«Иду на красный свет!» - [134]
Тут мы в поисках ответа на наш вопрос продвигаемся уже несколько дальше. Но не забудем об одной важной вещи. Если мы имеем в виду конкретные личности, которые сумели в жизни сделать что-то положительное, то, как правило, это люди, с которыми жизнь обходилась не слишком-то ласково, скорее наоборот. Она часто строила им козни, вставляла палки в колеса, они не получали от нее подарков, ничего, что облегчило бы им путь, никогда, даже к старости, они не нажили состояния.
Итак, единственное их преимущество заключалось в том, что им было отказано в беззаботной жизни мещан, их не интересовали жизненные ценности и забота, как их приумножить, они отличались по своим жизнеощущениям и наклонностям от мещан с животным себялюбием, главная цель которых — урвать как можно больше для себя, что, к сожалению, пока не исчезло из нашего мира. В этом кроются корни той исключительной чуткости, которая дает возможность проецировать вещи внешние на человеческую душу, зарождать в ней ту этику, которая отличает честное от нечестного, мужественное от трусливого, смелое от хитрого, благородное от подлого и которая в конце концов ставит человека перед знаменательным жизненным решением: куда ты пойдешь и с кем?
Так было и с поэтом, писателем и журналистом Ладиславом Новомеским. Родился он в словацкой семье в Будапеште, где его отец работал портным. Когда окончилась первая мировая война и образовалась Чехословацкая республика, он вернулся с родителями в Словакию, пошел в педагогический институт в Модре под Братиславой, начал писать стихи и стал учителем с литературными наклонностями.

Задания:
• 1. Какие пары понятий различает, согласно фрагменту, этика, зарождающаяся в человеческой душе? Перечислите все.
• 2. Кем работал в Будапеште отец Ладислава Новомеского, судя по фрагменту?

Извлечённые записи
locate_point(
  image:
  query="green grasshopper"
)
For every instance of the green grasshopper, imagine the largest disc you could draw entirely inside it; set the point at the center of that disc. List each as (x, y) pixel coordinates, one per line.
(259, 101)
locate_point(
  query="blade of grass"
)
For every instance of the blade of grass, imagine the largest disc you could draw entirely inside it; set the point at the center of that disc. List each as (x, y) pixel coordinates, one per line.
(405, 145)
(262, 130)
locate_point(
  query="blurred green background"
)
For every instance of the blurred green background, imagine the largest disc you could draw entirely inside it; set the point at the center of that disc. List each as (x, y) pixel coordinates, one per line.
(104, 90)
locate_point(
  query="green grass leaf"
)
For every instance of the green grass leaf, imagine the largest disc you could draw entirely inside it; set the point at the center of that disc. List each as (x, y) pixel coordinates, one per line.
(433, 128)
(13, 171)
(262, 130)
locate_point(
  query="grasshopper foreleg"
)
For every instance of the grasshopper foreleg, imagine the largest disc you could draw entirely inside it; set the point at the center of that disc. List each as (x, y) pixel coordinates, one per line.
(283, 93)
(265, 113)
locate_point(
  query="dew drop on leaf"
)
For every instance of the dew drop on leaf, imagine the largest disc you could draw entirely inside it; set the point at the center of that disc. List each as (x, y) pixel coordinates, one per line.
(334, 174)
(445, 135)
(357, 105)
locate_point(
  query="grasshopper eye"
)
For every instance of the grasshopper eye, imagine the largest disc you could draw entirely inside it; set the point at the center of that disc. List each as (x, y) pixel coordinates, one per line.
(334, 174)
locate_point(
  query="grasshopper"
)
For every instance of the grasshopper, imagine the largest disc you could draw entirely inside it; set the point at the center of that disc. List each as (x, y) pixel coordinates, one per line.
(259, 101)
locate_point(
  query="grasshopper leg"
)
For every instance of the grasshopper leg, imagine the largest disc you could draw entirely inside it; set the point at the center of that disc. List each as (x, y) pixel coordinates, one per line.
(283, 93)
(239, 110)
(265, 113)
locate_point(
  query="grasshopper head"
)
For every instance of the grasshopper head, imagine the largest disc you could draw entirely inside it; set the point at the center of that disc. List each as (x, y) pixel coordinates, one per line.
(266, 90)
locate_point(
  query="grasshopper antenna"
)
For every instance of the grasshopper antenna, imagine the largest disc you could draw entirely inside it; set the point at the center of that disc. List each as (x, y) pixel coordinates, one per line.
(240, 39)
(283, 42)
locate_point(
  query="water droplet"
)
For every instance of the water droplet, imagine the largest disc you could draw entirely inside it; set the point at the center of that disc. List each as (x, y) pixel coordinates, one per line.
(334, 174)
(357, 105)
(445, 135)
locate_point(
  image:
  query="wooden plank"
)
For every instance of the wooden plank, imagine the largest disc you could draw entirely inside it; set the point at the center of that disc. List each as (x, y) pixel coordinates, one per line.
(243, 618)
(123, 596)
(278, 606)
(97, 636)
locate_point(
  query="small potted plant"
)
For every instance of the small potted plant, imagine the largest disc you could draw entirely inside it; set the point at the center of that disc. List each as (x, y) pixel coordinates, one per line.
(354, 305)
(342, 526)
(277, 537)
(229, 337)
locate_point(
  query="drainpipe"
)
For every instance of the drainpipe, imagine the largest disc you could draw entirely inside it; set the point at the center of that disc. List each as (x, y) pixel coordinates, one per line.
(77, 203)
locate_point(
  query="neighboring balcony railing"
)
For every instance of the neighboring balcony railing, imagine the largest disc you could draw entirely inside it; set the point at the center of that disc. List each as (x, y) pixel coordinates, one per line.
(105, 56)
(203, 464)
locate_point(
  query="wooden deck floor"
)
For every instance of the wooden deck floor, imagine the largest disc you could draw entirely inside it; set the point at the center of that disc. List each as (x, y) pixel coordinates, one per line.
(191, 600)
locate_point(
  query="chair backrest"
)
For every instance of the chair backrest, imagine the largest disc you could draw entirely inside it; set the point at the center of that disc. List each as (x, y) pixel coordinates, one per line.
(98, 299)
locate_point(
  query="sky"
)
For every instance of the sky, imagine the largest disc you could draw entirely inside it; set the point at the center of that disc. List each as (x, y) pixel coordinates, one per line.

Ответы по заданиям:
• 1. Честное и нечестное; мужественное и трусливое; смелое и хитрое; благородное и подлое.

• 2. Портным.